* _WHAT IS EXPECTED_
Could you continue the text on business activity monitoring below, picking up after its final sentence?
* START SOURCE EXTRACT *
Business activity monitoring (BAM) is software that aids the monitoring of business activities which are implemented in computer systems.

The term was originally coined by analysts at Gartner, Inc. and refers to the aggregation, analysis, and presentation of real-time information about activities inside organizations, customers, and partners. A business activity can either be a business process that is orchestrated by a business process management (BPM) software, or that of a series of activities spanning across multiple systems and applications. BAM is intended to provide a summary of business activities to operations managers and upper management.

Description
Business activity monitoring provides real-time information about the status and results of various operations, processes, and transactions. The main benefits of BAM are to enable an enterprise to make better informed business decisions, quickly address problem areas, and re-position organizations to take full advantage of emerging opportunities.

One of the most visible features of BAM is the presentation of information on dashboards containing the key performance indicators (KPIs) used to provide assurance and visibility of activity and performance. This information is used by technical and business operations to provide visibility, measurement, and assurance of key business activities. It can also be exploited by event correlation to detect and warn against impending problems.
* END SOURCE EXTRACT *
* START RECORDED INFORMATION *
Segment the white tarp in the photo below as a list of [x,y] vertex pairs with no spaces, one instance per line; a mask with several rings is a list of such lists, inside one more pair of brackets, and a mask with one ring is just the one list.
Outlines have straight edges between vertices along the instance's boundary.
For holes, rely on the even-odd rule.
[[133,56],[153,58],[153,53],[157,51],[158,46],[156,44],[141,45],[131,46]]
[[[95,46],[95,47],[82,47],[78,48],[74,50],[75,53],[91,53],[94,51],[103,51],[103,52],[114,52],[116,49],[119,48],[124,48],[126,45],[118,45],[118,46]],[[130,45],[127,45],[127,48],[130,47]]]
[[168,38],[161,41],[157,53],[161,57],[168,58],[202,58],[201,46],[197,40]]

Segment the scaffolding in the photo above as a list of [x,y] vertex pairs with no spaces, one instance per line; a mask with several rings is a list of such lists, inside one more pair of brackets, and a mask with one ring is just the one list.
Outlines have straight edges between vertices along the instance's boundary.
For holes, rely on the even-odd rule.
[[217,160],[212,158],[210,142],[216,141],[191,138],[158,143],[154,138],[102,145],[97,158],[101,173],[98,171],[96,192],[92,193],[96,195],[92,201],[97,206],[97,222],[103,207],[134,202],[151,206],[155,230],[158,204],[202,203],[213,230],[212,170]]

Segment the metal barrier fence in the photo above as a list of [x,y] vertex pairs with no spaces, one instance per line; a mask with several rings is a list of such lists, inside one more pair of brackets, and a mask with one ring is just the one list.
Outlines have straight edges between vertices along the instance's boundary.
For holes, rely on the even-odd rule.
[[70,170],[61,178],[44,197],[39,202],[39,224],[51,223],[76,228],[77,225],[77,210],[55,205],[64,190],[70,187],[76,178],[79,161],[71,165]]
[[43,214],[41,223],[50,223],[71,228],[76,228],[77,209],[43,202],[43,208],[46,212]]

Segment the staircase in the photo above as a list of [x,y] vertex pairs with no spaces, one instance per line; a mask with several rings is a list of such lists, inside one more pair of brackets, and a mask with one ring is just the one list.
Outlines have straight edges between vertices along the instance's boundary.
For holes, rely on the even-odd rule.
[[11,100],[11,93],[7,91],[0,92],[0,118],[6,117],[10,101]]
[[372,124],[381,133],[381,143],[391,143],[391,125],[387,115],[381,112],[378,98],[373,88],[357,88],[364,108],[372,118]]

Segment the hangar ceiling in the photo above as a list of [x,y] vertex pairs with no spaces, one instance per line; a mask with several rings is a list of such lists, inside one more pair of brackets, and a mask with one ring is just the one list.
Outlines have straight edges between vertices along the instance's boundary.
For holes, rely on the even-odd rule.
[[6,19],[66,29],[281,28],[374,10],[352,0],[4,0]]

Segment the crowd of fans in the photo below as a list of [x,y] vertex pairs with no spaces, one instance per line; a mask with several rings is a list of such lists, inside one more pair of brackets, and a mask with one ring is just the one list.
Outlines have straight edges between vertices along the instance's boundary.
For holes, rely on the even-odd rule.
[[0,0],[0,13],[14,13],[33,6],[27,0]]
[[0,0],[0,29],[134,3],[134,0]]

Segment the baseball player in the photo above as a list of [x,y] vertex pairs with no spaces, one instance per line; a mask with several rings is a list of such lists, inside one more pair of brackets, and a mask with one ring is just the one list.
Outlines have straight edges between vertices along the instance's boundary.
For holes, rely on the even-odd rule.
* END RECORDED INFORMATION *
* _THE RESULT_
Although BAM systems usually use a computer dashboard display to present data, BAM is distinct from the dashboards used by business intelligence (BI) insofar as events are processed in real-time or near real-time and pushed to the dashboard in BAM systems, whereas BI dashboards refresh at predetermined intervals by polling or querying databases. Depending on the refresh interval selected, BAM and BI dashboards can be similar or vary considerably.

Some products provide trouble notification functions, which allows them to interact automatically with the issue tracking system. For example, whole groups of people can be sent e-mails, voice or text messages, according to the nature of the problem. Automated problem solving, where feasible, can correct and restart failed processes.

Processing events
While early technology processed events emitted as the process was being orchestrated, this had the disadvantage of requiring enterprises to invest in BPM before being able to acquire and use BAM. The newer products are based on complex event processing (CEP) technology, and can process high volumes of underlying technical events to derive higher level business events, therefore reducing the dependency on BPM, and providing BAM to a wider audience of customers.

Examples
A bank may be interested in minimizing the amount of capital it borrows overnight from a central bank. Interbank transfers must be communicated and arranged through automation by a set time each business day. The failure of any vital communication could cost the bank large sums in interest charged by the central bank. A system would be programmed to become aware of each message and await confirmation. Failure to receive confirmation within a reasonable amount of time would be grounds to raise an alarm that would set in motion a manual intervention to investigate the cause of the delay, and to push the problem toward resolution before it becomes costly.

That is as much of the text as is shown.